● EXTRAIT DU TEXTE
::::
Il ne faut pas en être étonné ; la situation peut se résumer d’un mot : tout le monde avait perdu la tête, dans la régence, à l’armée, au Corps législatif, dans la rue. Seuls ils ont vu clair et ils ont résolument marché vers le but que leur passion apercevait, ceux qui, dans la défaite de la France, n’ont trouvé qu’un levier pour faire basculer l’Empire et le mettre à bas. Ce levier, ils l’ont manœuvré avec énergie et avec ensemble. Se sont-ils du moins doutés qu’en agissant de la sorte ils triplaient l’intensité du désastre, favorisaient les victoires de l’ennemi, paralysaient le bon vouloir des puissances neutres et désorganisaient nos administrations ? Ils étaient si bien aveuglés par leur ambition et leur haine que l’on peut répondre : non.
::::
● DONNÉES ENREGISTRÉES
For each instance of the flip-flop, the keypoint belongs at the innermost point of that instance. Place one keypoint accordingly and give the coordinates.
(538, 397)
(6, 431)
::::
● VOTRE OBJECTIF
Poursuivez le texte sur la chute de l'Empire en reprenant juste après sa dernière phrase.

● RÉSULTAT DE LA TÂCHE
Une révolution à Paris ? L’Impératrice s’y attendait et la redoutait ; elle se savait impopulaire ; elle avait tout à craindre d’un soulèvement de la masse parisienne, et c’est peut-être moins la souveraine que la femme qui eût été exposée à des outrages. C’était là une vieille idée, une idée abominable qui hantait la cervelle de certains irréconciliables ; à cet égard, je savais depuis longtemps à quoi m’en tenir, et j’ai déjà raconté ce qu’au mois de février 1857 le colonel Charras m’avait dit à La Haye. La pensée de l’Impératrice allait-elle jusque-là ? Je ne le crois pas, mais la vision des brutalités qui avaient souillé le cadavre de la princesse de Lamballe avait dû parfois traverser son esprit ; c’en était assez pour lui mettre de l’angoisse au cœur. Elle n’ignorait, du reste, rien de ce qui se tramait dans les mystérieux conciliabules où les ennemis de l’Empire rivalisaient de violence et ne reculaient devant aucune motion. Piétri s’était fait un devoir de lui dire la vérité tout entière, et cette vérité était dure à entendre. Avide du pouvoir, qu’elle aimait à exercer par cela même qu’elle en était incapable, elle voulut avoir près d’elle, à ses ordres, un défenseur dont on ne pouvait soupçonner la loyauté et, sans consulter l’Empereur, ni le Conseil des ministres, elle appela le maréchal Canrobert, qui, je l’ai dit, commandait le camp de Châlons, où son corps d’armée était réuni.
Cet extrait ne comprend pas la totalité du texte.